=== Data shown ===
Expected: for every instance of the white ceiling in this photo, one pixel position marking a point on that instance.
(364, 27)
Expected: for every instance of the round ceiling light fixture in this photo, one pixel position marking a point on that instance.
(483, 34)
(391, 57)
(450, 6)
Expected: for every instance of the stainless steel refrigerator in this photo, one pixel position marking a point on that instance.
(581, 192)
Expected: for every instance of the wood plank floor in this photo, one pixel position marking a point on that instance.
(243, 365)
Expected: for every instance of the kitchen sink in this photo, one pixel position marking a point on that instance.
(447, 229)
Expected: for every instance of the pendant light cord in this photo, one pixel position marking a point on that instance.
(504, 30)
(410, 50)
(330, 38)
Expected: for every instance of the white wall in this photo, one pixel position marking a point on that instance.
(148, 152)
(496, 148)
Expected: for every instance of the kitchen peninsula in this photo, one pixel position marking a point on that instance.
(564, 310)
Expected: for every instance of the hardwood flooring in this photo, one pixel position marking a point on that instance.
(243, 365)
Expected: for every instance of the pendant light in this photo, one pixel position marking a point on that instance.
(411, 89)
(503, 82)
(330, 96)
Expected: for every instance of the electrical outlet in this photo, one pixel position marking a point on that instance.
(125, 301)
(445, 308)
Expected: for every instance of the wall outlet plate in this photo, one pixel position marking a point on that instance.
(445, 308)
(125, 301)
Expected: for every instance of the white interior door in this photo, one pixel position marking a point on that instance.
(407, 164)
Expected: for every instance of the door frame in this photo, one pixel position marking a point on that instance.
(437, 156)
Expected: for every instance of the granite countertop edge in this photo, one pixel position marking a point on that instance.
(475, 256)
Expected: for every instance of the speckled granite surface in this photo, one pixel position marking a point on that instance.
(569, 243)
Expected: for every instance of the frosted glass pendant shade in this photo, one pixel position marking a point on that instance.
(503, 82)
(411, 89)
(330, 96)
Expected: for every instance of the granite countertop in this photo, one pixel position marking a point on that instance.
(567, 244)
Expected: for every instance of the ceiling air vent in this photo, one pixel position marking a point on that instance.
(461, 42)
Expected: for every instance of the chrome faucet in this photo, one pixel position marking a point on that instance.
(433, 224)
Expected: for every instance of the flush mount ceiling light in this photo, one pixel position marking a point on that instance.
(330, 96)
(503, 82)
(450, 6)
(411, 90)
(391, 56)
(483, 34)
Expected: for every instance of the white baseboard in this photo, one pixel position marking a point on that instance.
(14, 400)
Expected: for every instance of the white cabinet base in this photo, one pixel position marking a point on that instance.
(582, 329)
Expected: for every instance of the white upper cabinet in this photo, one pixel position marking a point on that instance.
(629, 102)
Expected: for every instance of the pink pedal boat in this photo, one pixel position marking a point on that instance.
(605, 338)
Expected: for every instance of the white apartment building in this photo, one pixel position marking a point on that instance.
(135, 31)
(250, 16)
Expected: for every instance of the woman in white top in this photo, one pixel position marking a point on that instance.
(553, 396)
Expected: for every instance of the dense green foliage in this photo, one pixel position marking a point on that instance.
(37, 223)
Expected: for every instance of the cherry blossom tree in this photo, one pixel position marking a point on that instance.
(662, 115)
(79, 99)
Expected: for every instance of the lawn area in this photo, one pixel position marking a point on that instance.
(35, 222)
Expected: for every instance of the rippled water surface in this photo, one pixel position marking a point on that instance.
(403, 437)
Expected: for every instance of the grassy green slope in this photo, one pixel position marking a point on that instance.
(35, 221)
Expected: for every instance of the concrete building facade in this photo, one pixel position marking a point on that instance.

=== Exercise details ===
Restate the whole of the data exactly.

=== Solved problem ===
Expected: for every instance of the white ceiling in this photo, one pixel position marking a point on that instance.
(364, 27)
Expected: for every instance of the round ceiling light fixture in this photo, one pixel position marking a point on that instance.
(483, 34)
(391, 57)
(450, 6)
Expected: for every instance of the stainless steel refrigerator in this photo, one pixel position marking a point on that instance.
(581, 192)
Expected: for every instance of the wood plank floor in this photo, one pixel position marking a point on that instance.
(243, 365)
Expected: for every instance of the kitchen sink in this photo, one pixel position marking a point on that instance.
(447, 229)
Expected: for every instance of the pendant light cord in this photo, one pixel position marking a point on that instance.
(504, 30)
(410, 50)
(330, 38)
Expected: for every instance of the white wall in this photo, one pixel position marking a point on that instance.
(148, 152)
(496, 148)
Expected: for every instance of the kitchen peninsula in this photo, one pixel position marking a point on that instance.
(564, 310)
Expected: for every instance of the hardwood flooring in this photo, one pixel position marking a point on that instance.
(243, 365)
Expected: for every instance of the pendant light in this photo, one pixel position marking a point on that instance.
(411, 89)
(503, 82)
(330, 96)
Expected: for every instance of the electrical outlet in this photo, one pixel position marking a point on that instance.
(125, 301)
(445, 308)
Expected: for every instance of the wall outlet plate in this photo, one pixel position marking a point on that instance.
(445, 308)
(125, 301)
Expected: for every instance of the white interior door in this photo, one pixel position marking a point on that instance.
(407, 164)
Expected: for every instance of the door frame in this photo, one pixel position marking a point on that instance.
(437, 156)
Expected: for every instance of the granite countertop edge in this photo, one pixel position marking a point on that instance.
(475, 256)
Expected: for every instance of the speckled granite surface in this photo, one pixel position marking a point on that instance.
(569, 243)
Expected: for every instance of the frosted glass pendant shade in this photo, one pixel position marking a point on that instance.
(503, 82)
(411, 89)
(330, 96)
Expected: for every instance of the granite countertop in this photo, one pixel position marking a point on that instance.
(567, 244)
Expected: for every instance of the ceiling air vent in this photo, one pixel position marking a point on that instance.
(461, 42)
Expected: for every instance of the chrome faucet in this photo, one pixel position marking a point on that instance.
(433, 224)
Expected: for every instance of the flush mount ceiling light in this photo, one pixel position marking a point on that instance.
(330, 96)
(503, 82)
(450, 6)
(411, 90)
(391, 56)
(483, 34)
Expected: for every instance of the white baseboard in this photo, one pixel position marking a point on that instance.
(14, 400)
Expected: for every instance of the white cabinet base in this photo, one pixel position marking a point on that instance.
(582, 329)
Expected: for every instance of the white upper cabinet in this photo, one pixel position marking a point on that instance.
(629, 102)
Expected: for every instance of the pink pedal boat in this photo, one pixel position marking a point on that instance.
(605, 338)
Expected: for every instance of the white apartment building in this photo, one pixel position marking a point on that instance.
(135, 31)
(250, 16)
Expected: for every instance of the woman in white top in this photo, one pixel position marking a point on that instance.
(553, 396)
Expected: for every instance of the dense green foliage in this photo, one pixel position marking a point on that instance.
(37, 223)
Expected: for every instance of the cherry blossom tree in this photo, one pixel position marking a point on that instance.
(662, 115)
(79, 99)
Expected: for every instance of the lawn area in this photo, one pixel position marking a point on that instance.
(35, 222)
Expected: for every instance of the rippled water surface in this photo, one pixel position marking a point on that instance.
(403, 437)
Expected: for every instance of the grassy green slope in this photo, one pixel position marking a point on that instance.
(35, 221)
Expected: for every instance of the concrete building facade in this photo, one pixel position marking a point on that instance.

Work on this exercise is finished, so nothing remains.